▶ Directions for this task
Could you rewrite the lines below as a numbered list, leaving out any blank lines?

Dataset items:
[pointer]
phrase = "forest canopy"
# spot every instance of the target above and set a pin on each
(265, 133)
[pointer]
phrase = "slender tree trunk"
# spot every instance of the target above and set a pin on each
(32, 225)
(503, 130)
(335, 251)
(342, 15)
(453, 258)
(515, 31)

▶ Task result
1. [pointer]
2. phrase = "forest canopy"
3. # spot every instance of the target above and set a pin on each
4. (265, 133)
5. [pointer]
6. phrase = "slender tree trunk"
7. # spot every instance of the target above and set a pin on each
8. (32, 225)
9. (503, 130)
10. (335, 251)
11. (342, 15)
12. (453, 258)
13. (515, 31)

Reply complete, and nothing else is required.